** Opening Records shown block **
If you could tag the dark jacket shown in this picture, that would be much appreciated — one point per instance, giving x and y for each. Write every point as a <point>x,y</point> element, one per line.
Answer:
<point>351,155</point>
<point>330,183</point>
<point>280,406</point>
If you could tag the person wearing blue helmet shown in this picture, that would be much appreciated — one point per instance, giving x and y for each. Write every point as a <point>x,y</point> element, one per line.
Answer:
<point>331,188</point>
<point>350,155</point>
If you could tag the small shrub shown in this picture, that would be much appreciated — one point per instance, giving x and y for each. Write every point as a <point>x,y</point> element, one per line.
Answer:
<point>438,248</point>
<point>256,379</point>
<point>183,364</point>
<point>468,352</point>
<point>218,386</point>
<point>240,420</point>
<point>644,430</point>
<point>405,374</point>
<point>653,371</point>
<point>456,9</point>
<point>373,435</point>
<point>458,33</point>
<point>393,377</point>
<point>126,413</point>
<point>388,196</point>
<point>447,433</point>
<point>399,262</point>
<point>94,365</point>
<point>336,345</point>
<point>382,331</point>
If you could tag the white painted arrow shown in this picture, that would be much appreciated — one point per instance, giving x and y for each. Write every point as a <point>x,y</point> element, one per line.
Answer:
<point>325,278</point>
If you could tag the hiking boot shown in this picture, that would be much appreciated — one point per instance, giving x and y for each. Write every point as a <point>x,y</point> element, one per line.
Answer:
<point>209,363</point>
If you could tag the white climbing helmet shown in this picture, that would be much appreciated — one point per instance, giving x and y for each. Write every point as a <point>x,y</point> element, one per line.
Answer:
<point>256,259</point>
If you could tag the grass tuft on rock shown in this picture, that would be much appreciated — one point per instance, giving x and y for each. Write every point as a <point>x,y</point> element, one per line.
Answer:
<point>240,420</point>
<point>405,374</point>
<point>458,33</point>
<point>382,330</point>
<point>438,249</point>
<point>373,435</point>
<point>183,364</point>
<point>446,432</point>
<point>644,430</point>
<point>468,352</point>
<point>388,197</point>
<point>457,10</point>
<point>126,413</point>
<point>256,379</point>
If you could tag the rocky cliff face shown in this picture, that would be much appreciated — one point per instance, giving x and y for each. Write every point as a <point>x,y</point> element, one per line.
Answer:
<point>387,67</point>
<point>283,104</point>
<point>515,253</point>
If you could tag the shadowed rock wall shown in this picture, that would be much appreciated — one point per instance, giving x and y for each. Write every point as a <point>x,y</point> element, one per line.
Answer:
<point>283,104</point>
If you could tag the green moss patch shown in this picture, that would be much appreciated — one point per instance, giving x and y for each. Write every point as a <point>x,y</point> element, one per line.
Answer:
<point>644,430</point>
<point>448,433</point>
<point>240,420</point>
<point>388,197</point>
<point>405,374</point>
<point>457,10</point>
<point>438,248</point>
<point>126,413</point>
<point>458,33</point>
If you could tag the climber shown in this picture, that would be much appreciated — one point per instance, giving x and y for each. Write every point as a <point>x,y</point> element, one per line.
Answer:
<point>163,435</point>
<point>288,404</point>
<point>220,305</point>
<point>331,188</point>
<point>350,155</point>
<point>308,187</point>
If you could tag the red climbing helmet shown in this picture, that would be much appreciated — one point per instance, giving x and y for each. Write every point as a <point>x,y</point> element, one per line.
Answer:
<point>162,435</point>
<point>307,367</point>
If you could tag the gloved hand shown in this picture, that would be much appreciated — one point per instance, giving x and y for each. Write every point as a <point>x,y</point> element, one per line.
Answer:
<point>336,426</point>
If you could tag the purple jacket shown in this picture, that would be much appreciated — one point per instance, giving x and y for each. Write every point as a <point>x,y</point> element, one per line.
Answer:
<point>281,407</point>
** Closing Records shown block **
__What this task involves__:
Retype every entry word for word.

__Result__:
If you could tag the dark jacket shown in this picture, that would be much appreciated — one point per instance, giving x and y for each. Write every point as a <point>x,y</point> element, one per line.
Answer:
<point>351,155</point>
<point>330,183</point>
<point>280,406</point>
If you could tag the person wearing blue helmet shown in this picture, that would be much appreciated — one point per instance, giving x and y for each. Write every point as a <point>x,y</point> element, one per line.
Answer:
<point>331,188</point>
<point>350,155</point>
If you could tag the small shrub shown in this picture, that would be much appreciated — one point per instance, giving x and y for each. Write every point as a <point>x,y</point> element, one per line.
Answer:
<point>438,248</point>
<point>256,379</point>
<point>183,364</point>
<point>468,352</point>
<point>218,386</point>
<point>240,420</point>
<point>644,430</point>
<point>405,374</point>
<point>653,371</point>
<point>456,9</point>
<point>373,435</point>
<point>458,33</point>
<point>393,377</point>
<point>126,413</point>
<point>388,196</point>
<point>447,433</point>
<point>399,262</point>
<point>94,365</point>
<point>336,345</point>
<point>382,331</point>
If you could tag the white painted arrow shown in this picture, that would be much appreciated — one point per instance, giving x and y for each. Write every point as a <point>x,y</point> element, one per line.
Answer:
<point>325,278</point>
If you could tag the hiking boot shown in this picture, that would be much appreciated — one point per instance, giving x and y for each. Write every point as a <point>x,y</point> element, one per line.
Answer:
<point>209,363</point>
If you could tag the white climbing helmet shown in this picture, that would be much appreciated — one point per instance, giving x and y for each. Write every point as a <point>x,y</point> element, one per line.
Answer:
<point>256,259</point>
If you could tag the grass tuft on rock shown in this picture, that would be much appreciated — one point per instance, giving x and y for each. Write every point as a <point>x,y</point> element, one per line.
Answer:
<point>240,420</point>
<point>405,374</point>
<point>458,33</point>
<point>382,330</point>
<point>438,249</point>
<point>373,435</point>
<point>183,364</point>
<point>446,432</point>
<point>644,430</point>
<point>468,352</point>
<point>388,197</point>
<point>457,10</point>
<point>126,413</point>
<point>256,379</point>
If you could tag the rocky cliff face shown in this picture, that would be much appreciated — one point per instance, giving x and y for each. Write every point as a <point>x,y</point> element, one per line.
Answer:
<point>387,67</point>
<point>283,104</point>
<point>515,253</point>
If you could tag the shadowed rock wall shown in this picture, that would be much appreciated — one point per instance, giving x and y for each. Write every point as a <point>x,y</point> element, one per line.
Answer:
<point>283,104</point>
If you could tag the green moss patch shown in this picture, that would be much appreciated — one point per instance, giving x and y for each. Write every point as a <point>x,y</point> element, one per line.
Answer:
<point>644,430</point>
<point>448,433</point>
<point>240,420</point>
<point>388,197</point>
<point>405,374</point>
<point>457,10</point>
<point>438,248</point>
<point>126,413</point>
<point>458,33</point>
If you could tag the climber shown in this picture, that would be much appreciated — one point per instance, giving x and y for each. Write every point as a <point>x,y</point> element, one per line.
Answer:
<point>163,435</point>
<point>288,404</point>
<point>220,305</point>
<point>331,188</point>
<point>350,155</point>
<point>308,187</point>
If you could tag the red climbing helmet shown in this picture, that would be much appreciated — one point per instance, giving x and y for each. Write every point as a <point>x,y</point> element, one per line.
Answer:
<point>162,435</point>
<point>307,367</point>
If you could tag the gloved hand shown in this picture, that would be much appreciated — one point per instance, giving x and y for each. Write every point as a <point>x,y</point> element, one per line.
Answer:
<point>336,426</point>
If you could tag the purple jacket shown in this picture, that would be much appreciated — one point per instance, giving x and y for each. Write every point as a <point>x,y</point> element, one per line.
Answer:
<point>281,407</point>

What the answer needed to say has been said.